** What this task involves **
Every line of the records below should be restated exactly.

** Material provided **
"""

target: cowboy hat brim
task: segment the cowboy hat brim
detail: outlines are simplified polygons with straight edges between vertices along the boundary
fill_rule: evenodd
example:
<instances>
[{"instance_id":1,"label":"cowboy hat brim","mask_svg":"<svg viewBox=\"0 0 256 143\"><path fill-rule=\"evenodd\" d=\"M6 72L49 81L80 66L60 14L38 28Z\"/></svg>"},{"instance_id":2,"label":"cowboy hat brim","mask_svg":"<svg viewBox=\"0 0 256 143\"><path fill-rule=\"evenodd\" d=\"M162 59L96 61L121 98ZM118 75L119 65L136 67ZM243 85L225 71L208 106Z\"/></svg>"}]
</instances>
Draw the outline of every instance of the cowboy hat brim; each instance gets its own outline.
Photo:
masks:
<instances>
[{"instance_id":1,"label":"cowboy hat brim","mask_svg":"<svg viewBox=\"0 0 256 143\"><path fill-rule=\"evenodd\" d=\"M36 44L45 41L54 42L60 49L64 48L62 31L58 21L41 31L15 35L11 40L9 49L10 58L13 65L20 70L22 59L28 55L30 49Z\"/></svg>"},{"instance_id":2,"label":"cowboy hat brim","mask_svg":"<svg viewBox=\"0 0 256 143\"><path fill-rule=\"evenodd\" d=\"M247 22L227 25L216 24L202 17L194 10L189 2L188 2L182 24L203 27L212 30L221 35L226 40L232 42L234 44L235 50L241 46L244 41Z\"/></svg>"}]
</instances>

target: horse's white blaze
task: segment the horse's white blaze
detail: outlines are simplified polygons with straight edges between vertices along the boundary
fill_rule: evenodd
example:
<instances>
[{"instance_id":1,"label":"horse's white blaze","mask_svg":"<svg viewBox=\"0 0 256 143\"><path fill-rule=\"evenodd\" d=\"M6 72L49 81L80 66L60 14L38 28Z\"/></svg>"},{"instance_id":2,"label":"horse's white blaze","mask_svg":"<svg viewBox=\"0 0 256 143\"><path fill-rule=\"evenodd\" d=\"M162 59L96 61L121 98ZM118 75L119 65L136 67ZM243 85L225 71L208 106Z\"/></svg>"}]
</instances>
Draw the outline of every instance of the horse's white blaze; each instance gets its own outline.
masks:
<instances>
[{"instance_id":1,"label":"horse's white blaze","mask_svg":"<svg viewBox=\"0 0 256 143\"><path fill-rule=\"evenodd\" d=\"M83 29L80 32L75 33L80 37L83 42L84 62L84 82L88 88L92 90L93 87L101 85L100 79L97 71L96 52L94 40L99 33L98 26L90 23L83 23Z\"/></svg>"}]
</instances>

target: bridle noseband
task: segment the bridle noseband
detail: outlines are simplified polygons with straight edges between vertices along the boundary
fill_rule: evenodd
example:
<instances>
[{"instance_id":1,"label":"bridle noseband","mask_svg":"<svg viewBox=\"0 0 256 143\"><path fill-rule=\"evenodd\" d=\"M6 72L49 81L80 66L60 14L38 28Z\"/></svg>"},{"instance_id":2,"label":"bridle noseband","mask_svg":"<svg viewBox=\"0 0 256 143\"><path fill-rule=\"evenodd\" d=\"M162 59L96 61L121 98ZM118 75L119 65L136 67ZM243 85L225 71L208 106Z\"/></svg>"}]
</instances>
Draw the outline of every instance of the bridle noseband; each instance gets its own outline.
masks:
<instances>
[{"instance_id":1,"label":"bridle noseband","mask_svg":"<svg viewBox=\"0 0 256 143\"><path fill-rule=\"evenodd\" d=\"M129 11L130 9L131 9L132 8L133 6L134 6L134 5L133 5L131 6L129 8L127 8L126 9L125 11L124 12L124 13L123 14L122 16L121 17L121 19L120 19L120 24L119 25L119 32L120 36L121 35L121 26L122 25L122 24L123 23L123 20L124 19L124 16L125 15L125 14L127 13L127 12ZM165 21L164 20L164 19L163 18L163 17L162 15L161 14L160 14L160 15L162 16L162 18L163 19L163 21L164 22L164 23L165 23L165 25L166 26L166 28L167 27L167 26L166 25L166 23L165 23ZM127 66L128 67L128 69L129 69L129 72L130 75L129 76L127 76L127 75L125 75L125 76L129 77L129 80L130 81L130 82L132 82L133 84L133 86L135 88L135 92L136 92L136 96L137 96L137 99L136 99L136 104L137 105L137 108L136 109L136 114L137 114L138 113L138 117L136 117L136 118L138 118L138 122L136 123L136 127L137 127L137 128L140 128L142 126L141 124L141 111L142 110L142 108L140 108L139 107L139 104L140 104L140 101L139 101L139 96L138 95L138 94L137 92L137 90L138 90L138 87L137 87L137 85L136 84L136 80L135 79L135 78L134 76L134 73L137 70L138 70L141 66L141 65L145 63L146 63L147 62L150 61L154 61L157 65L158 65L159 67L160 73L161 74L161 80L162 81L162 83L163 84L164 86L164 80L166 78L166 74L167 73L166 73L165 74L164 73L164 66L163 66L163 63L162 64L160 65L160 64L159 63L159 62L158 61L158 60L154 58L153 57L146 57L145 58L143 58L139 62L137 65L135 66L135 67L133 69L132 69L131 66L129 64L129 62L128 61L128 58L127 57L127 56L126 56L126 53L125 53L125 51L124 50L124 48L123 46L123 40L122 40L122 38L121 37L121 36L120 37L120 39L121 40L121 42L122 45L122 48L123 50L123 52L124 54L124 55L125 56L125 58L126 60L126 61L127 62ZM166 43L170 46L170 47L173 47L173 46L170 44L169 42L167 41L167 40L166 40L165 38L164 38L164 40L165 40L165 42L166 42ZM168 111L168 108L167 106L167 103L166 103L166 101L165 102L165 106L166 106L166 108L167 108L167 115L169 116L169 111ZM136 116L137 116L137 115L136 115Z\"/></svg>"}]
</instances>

"""

** Exercise result **
target: cowboy hat brim
task: segment the cowboy hat brim
detail: outlines are simplified polygons with straight edges between vertices along the boundary
fill_rule: evenodd
example:
<instances>
[{"instance_id":1,"label":"cowboy hat brim","mask_svg":"<svg viewBox=\"0 0 256 143\"><path fill-rule=\"evenodd\" d=\"M6 72L49 81L80 66L60 14L38 28Z\"/></svg>"},{"instance_id":2,"label":"cowboy hat brim","mask_svg":"<svg viewBox=\"0 0 256 143\"><path fill-rule=\"evenodd\" d=\"M162 59L96 61L121 98ZM118 75L119 65L136 67ZM243 85L225 71L208 106Z\"/></svg>"}]
</instances>
Draw the outline of every instance of the cowboy hat brim; each instance gets its own outline.
Photo:
masks:
<instances>
[{"instance_id":1,"label":"cowboy hat brim","mask_svg":"<svg viewBox=\"0 0 256 143\"><path fill-rule=\"evenodd\" d=\"M36 44L45 41L54 42L60 49L64 48L62 31L58 21L41 31L15 35L11 40L9 49L10 58L13 65L20 70L22 59L28 55L30 49Z\"/></svg>"},{"instance_id":2,"label":"cowboy hat brim","mask_svg":"<svg viewBox=\"0 0 256 143\"><path fill-rule=\"evenodd\" d=\"M247 22L227 25L216 24L202 17L194 10L189 2L188 2L182 24L203 27L212 30L221 35L226 40L232 42L234 44L235 50L241 46L244 41Z\"/></svg>"}]
</instances>

target: horse's white blaze
task: segment the horse's white blaze
detail: outlines are simplified polygons with straight edges between vertices along the boundary
fill_rule: evenodd
example:
<instances>
[{"instance_id":1,"label":"horse's white blaze","mask_svg":"<svg viewBox=\"0 0 256 143\"><path fill-rule=\"evenodd\" d=\"M6 72L49 81L80 66L60 14L38 28Z\"/></svg>"},{"instance_id":2,"label":"horse's white blaze","mask_svg":"<svg viewBox=\"0 0 256 143\"><path fill-rule=\"evenodd\" d=\"M162 59L96 61L121 98ZM118 75L119 65L136 67ZM243 85L225 71L208 106Z\"/></svg>"}]
</instances>
Draw the outline of every instance of the horse's white blaze; each instance gets its own outline.
masks:
<instances>
[{"instance_id":1,"label":"horse's white blaze","mask_svg":"<svg viewBox=\"0 0 256 143\"><path fill-rule=\"evenodd\" d=\"M83 29L80 32L75 33L80 37L83 42L84 62L84 82L88 88L92 90L93 87L101 85L100 79L97 71L96 52L94 40L99 33L98 26L90 23L83 23Z\"/></svg>"}]
</instances>

target: bridle noseband
task: segment the bridle noseband
detail: outlines are simplified polygons with straight edges between vertices along the boundary
fill_rule: evenodd
example:
<instances>
[{"instance_id":1,"label":"bridle noseband","mask_svg":"<svg viewBox=\"0 0 256 143\"><path fill-rule=\"evenodd\" d=\"M6 72L49 81L80 66L60 14L38 28Z\"/></svg>"},{"instance_id":2,"label":"bridle noseband","mask_svg":"<svg viewBox=\"0 0 256 143\"><path fill-rule=\"evenodd\" d=\"M162 59L96 61L121 98ZM118 75L119 65L136 67ZM243 85L225 71L208 106Z\"/></svg>"}]
</instances>
Draw the outline of every instance of the bridle noseband; each instance gets its own outline.
masks:
<instances>
[{"instance_id":1,"label":"bridle noseband","mask_svg":"<svg viewBox=\"0 0 256 143\"><path fill-rule=\"evenodd\" d=\"M129 11L130 9L131 9L132 8L133 6L134 6L134 5L133 5L131 6L129 8L127 8L126 9L125 11L124 12L124 13L123 14L122 16L121 17L121 19L120 19L120 24L119 25L119 32L120 36L121 35L121 26L122 25L122 24L123 23L123 20L124 19L124 16L125 15L125 14L127 13L127 12ZM165 21L164 20L164 19L163 18L163 17L162 15L161 14L160 14L160 15L162 16L162 18L163 19L163 21L164 22L164 23L165 23L165 25L166 26L166 28L167 27L167 26L166 25L166 23L165 23ZM127 66L128 67L128 69L129 69L129 72L130 75L129 76L127 76L127 75L125 75L125 76L129 77L129 80L130 81L130 82L132 82L133 84L133 86L135 88L135 92L136 92L136 96L137 96L137 99L136 99L136 104L137 105L137 108L136 109L136 114L137 114L138 113L138 117L136 117L136 118L138 118L138 122L136 123L136 127L137 127L137 128L140 128L142 126L141 124L141 111L142 110L142 108L140 108L139 107L139 104L140 104L140 101L139 101L139 96L138 95L138 94L137 92L137 90L138 90L138 87L137 87L137 85L136 84L136 80L135 79L135 78L134 76L134 73L137 70L138 70L141 66L141 65L145 63L146 63L147 62L150 61L154 61L157 65L158 65L159 67L160 73L161 74L161 80L162 81L162 83L163 84L164 86L164 80L166 78L166 74L167 73L166 73L165 74L164 73L164 66L163 66L163 63L162 64L160 65L160 64L159 63L159 62L158 61L158 60L154 58L153 57L146 57L145 58L143 58L139 62L137 65L135 66L135 67L133 69L132 69L131 66L129 64L129 62L128 61L128 58L127 57L127 56L126 56L126 53L125 53L125 51L124 50L124 48L123 46L123 40L122 40L122 38L121 37L121 36L120 37L120 39L121 40L121 42L122 45L122 48L123 50L123 52L124 54L124 55L125 56L125 58L126 60L126 61L127 62ZM166 43L170 46L170 47L173 47L173 46L170 44L169 42L167 41L167 40L166 40L165 38L164 38L164 40L165 40L165 42L166 42ZM168 111L168 108L167 106L167 103L166 103L166 101L165 102L165 106L166 106L166 108L167 108L167 115L169 116L169 111ZM136 116L137 116L137 115L136 115Z\"/></svg>"}]
</instances>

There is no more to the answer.